## Activity
Can you extract the passage of the tuberculosis article that starts with "And here is" and goes on through "between 2% to 3%.", copied word for word?

From two deaths every three minutes to having the highest tuberculosis burden in the world, most surveys related to TB in India throw a startling number.
And here is one more: Close to 9% of all paediatric tuberculosis patients are resistant to rifampicin, one of the firstline drugs used in the treatment of the infectious disease. This is 6% more than what was previously estimated, a study covering four Indian metros has found. The project, initiated last year by the Revised National TB Control Programme (RNTCP), found that 8% of the 22,000 suspected paedia tric TB cases (0-14 years) tested positive, of which nearly 9% were resistant to rifampicin. The study covered Chennai, Hyderabad, Kolkata and Delhi.
“The result of the survey came as a surprise,” said Dr Amar Shah, National consultant for HIVTB for RNTCP. Estimates so far have showed that the prevalence of multi-drug resistance (MDR) in new TB cases, of which children comprise a large portion, is between 2% to 3%.
“Our survey showed a staggering 9%, which is quite high. It’s surprising because many of them haven’t been exposed to antibiotics before, which means they are acquiring the infection in the MDR form at the time of transmission,” he said.
Among the four metros, TB incidence was highest among children in the national capital at 12.2% and the east in Chennai at 5.4%. Riampicin resistance was seen most in Kolkata at 12%. Chennai had the least number of cases at 2.9%.
Diagnosis of TB in children is complicated as the bacteria, Mycobacterium tuberculosis,can mimic many other common childhood diseases, including pneumonia, general bacterial and viral infections and respiratory infections.
“Children also find it hard o cough up the sputum for he samples. They tend to swallow instead,” said Dr K Sachdeva, additional deputy director general of Central TB division. “So accuracy in he traditional tests is often ambiguous,” he said.

## Data segment
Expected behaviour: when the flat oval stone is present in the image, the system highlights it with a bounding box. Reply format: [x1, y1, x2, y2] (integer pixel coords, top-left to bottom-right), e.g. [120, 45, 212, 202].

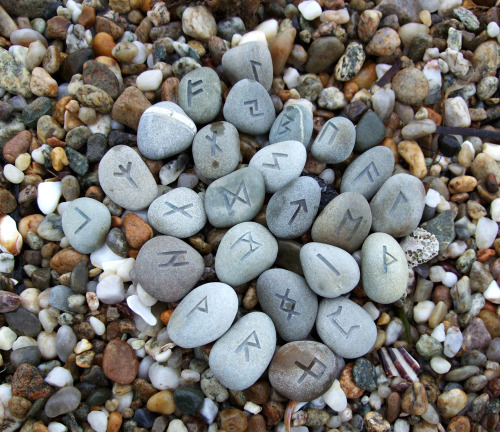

## Exercise solution
And here is one more: Close to 9% of all paediatric tuberculosis patients are resistant to rifampicin, one of the firstline drugs used in the treatment of the infectious disease. This is 6% more than what was previously estimated, a study covering four Indian metros has found. The project, initiated last year by the Revised National TB Control Programme (RNTCP), found that 8% of the 22,000 suspected paedia tric TB cases (0-14 years) tested positive, of which nearly 9% were resistant to rifampicin. The study covered Chennai, Hyderabad, Kolkata and Delhi.
“The result of the survey came as a surprise,” said Dr Amar Shah, National consultant for HIVTB for RNTCP. Estimates so far have showed that the prevalence of multi-drug resistance (MDR) in new TB cases, of which children comprise a large portion, is between 2% to 3%.